Reproduce the listing below line for line, changing nothing.

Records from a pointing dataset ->
= = =
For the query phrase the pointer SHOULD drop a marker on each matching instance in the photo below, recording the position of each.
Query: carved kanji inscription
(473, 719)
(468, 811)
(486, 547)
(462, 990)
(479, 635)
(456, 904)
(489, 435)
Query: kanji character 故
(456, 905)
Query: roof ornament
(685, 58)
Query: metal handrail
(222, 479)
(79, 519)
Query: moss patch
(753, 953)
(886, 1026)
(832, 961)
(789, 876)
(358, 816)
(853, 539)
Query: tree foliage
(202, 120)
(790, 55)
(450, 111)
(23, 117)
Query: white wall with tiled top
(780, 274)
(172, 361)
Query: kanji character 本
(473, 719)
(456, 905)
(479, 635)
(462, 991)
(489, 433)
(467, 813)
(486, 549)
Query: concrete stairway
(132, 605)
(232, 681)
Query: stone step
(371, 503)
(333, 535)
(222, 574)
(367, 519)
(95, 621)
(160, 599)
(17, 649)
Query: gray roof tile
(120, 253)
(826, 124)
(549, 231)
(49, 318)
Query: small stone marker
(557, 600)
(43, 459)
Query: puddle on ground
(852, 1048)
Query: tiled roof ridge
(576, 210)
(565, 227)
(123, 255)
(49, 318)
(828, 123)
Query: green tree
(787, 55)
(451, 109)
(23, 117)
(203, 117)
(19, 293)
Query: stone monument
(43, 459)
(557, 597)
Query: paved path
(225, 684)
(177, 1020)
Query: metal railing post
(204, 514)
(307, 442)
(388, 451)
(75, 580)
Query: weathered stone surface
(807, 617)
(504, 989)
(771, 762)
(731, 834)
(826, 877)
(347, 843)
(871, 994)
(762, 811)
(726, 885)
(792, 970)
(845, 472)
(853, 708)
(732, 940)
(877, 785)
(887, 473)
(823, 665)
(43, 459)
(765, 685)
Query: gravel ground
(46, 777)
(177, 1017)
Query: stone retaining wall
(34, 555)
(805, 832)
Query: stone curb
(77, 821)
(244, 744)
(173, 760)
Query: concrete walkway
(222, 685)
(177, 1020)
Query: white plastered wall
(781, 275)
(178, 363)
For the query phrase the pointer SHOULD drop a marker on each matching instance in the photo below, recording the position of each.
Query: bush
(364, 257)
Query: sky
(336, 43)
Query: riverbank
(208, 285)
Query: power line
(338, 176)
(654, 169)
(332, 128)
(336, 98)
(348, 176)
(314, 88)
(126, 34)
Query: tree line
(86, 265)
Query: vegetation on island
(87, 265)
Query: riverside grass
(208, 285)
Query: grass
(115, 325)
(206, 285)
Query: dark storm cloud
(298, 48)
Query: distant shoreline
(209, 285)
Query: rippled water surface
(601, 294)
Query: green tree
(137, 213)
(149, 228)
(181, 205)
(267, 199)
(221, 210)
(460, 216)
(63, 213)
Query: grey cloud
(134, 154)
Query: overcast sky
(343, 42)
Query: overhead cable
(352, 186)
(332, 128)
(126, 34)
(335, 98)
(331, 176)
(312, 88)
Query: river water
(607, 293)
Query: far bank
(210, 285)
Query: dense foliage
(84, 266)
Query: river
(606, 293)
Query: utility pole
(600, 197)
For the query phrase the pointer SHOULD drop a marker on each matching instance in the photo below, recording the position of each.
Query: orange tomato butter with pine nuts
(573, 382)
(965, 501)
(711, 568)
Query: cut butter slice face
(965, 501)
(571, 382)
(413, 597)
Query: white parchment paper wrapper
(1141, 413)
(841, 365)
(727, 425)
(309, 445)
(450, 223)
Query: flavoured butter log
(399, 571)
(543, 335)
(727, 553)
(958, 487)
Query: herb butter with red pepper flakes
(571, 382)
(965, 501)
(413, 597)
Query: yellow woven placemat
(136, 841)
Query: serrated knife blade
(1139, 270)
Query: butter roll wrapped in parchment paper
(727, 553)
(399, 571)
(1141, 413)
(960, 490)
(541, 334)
= = =
SOLUTION TO THIS EXERCISE ->
For the query phrase the pointer SHOULD drop a marker on each matching instance in the photo below, recording the position of each.
Query: carved kanji inscription
(473, 719)
(468, 811)
(486, 547)
(462, 990)
(479, 635)
(456, 904)
(489, 435)
Query: kanji character 故
(456, 905)
Query: roof ornament
(685, 58)
Query: metal handrail
(222, 479)
(79, 519)
Query: moss patch
(753, 953)
(886, 1026)
(832, 961)
(789, 876)
(358, 816)
(853, 539)
Query: tree foliage
(202, 120)
(790, 55)
(450, 111)
(23, 117)
Query: white wall with tiled top
(780, 274)
(172, 361)
Query: kanji character 本
(473, 719)
(456, 905)
(479, 635)
(462, 991)
(489, 433)
(467, 813)
(486, 549)
Query: concrete stairway
(132, 605)
(232, 681)
Query: stone step
(371, 503)
(333, 535)
(222, 574)
(367, 519)
(95, 621)
(160, 599)
(17, 649)
Query: gray roof tile
(120, 253)
(826, 124)
(549, 231)
(49, 318)
Query: small stone marker
(557, 600)
(43, 459)
Query: puddle on ground
(852, 1048)
Query: tiled roof ridge
(576, 210)
(565, 227)
(123, 255)
(49, 318)
(828, 123)
Query: green tree
(787, 55)
(451, 109)
(23, 117)
(203, 117)
(19, 293)
Query: stone monument
(43, 459)
(557, 597)
Query: paved path
(225, 684)
(177, 1020)
Query: metal railing post
(204, 514)
(307, 442)
(388, 451)
(75, 580)
Query: weathered stone surface
(807, 617)
(504, 989)
(771, 762)
(731, 834)
(826, 877)
(347, 843)
(871, 994)
(762, 811)
(726, 885)
(792, 970)
(845, 472)
(853, 708)
(732, 940)
(877, 785)
(887, 473)
(823, 665)
(43, 459)
(765, 685)
Query: gravel ground
(46, 777)
(177, 1017)
Query: stone retaining wall
(34, 555)
(805, 832)
Query: stone curb
(77, 821)
(244, 744)
(173, 760)
Query: concrete walkway
(222, 685)
(177, 1020)
Query: white plastered wall
(781, 275)
(178, 363)
For the query phrase the pointer SHOULD drop a marker on each matching instance in the photo below, recording the position of each.
Query: bush
(364, 257)
Query: sky
(336, 43)
Query: riverbank
(208, 285)
Query: power line
(338, 176)
(654, 169)
(332, 128)
(336, 98)
(348, 176)
(314, 88)
(126, 34)
Query: tree line
(86, 265)
Query: vegetation on island
(87, 265)
Query: riverside grass
(208, 285)
Query: grass
(115, 325)
(206, 285)
Query: dark storm cloud
(298, 48)
Query: distant shoreline
(209, 285)
Query: rippled water surface
(601, 294)
Query: green tree
(137, 213)
(149, 228)
(181, 205)
(267, 199)
(221, 210)
(460, 216)
(63, 213)
Query: grey cloud
(134, 154)
Query: overcast sky
(343, 42)
Query: overhead cable
(352, 186)
(332, 128)
(126, 34)
(335, 98)
(331, 176)
(312, 88)
Query: river water
(607, 293)
Query: far bank
(210, 285)
Query: dense foliage
(84, 266)
Query: river
(606, 293)
Query: utility pole
(600, 197)
For the query phrase the pointer SHOULD drop a marker on each matching instance in the photo below, recording the position of each.
Query: orange tomato butter with pine nuts
(573, 382)
(965, 501)
(711, 568)
Query: cut butter slice face
(965, 501)
(571, 382)
(413, 597)
Query: white parchment paper wrapper
(1141, 413)
(841, 365)
(727, 425)
(309, 445)
(450, 223)
Query: flavoured butter log
(399, 571)
(543, 335)
(727, 553)
(958, 487)
Query: herb butter with red pepper flakes
(571, 382)
(965, 501)
(413, 597)
Query: yellow woven placemat
(136, 841)
Query: serrated knife blade
(1139, 270)
Query: butter roll wrapped in parchment paper
(727, 553)
(399, 571)
(1141, 413)
(960, 490)
(541, 334)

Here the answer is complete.